Please pick out every line of the listing below that contains the word "white", and copy each of those lines. Case counts.

RECORDS FOR THIS EXERCISE:
— begin —

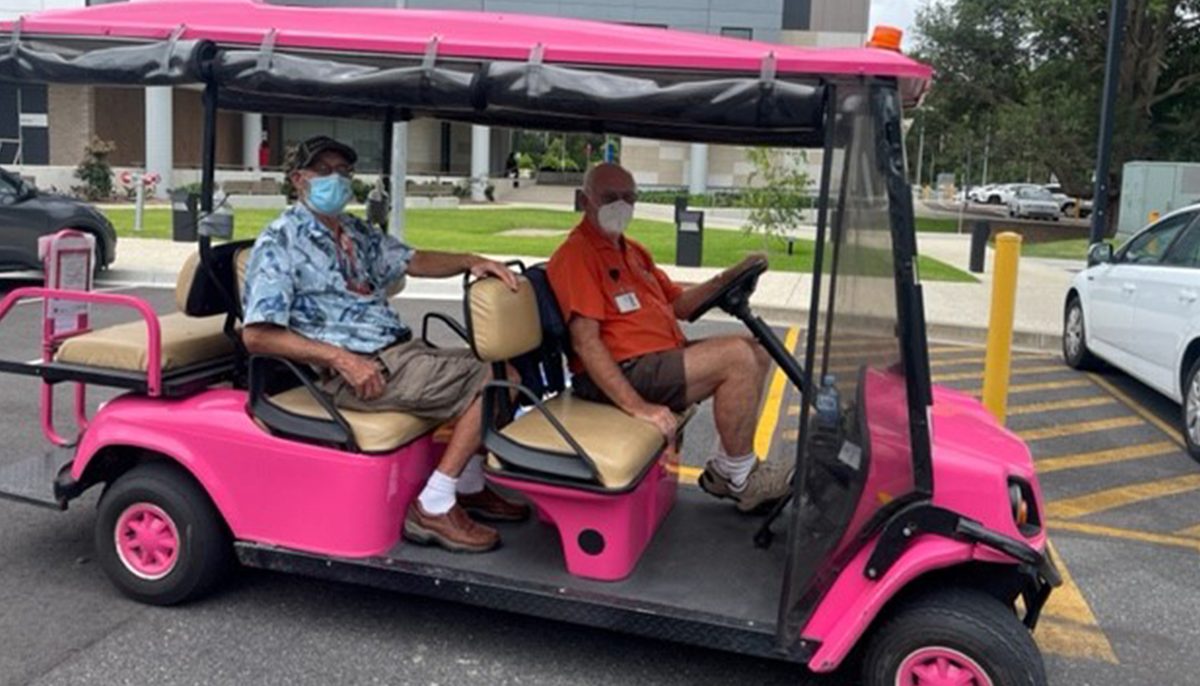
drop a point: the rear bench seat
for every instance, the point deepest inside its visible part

— end —
— begin —

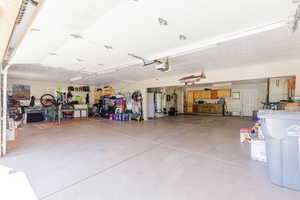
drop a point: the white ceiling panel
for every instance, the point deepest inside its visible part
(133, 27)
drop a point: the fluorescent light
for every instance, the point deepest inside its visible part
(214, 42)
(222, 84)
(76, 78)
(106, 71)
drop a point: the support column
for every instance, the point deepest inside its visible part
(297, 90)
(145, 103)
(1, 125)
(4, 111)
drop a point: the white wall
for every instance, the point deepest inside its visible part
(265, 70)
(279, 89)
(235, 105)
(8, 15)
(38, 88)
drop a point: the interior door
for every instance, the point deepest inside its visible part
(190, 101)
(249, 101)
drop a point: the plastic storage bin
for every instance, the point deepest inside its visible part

— end —

THE OUTPUT:
drop a point: the white ceiling panel
drop a point: the white wall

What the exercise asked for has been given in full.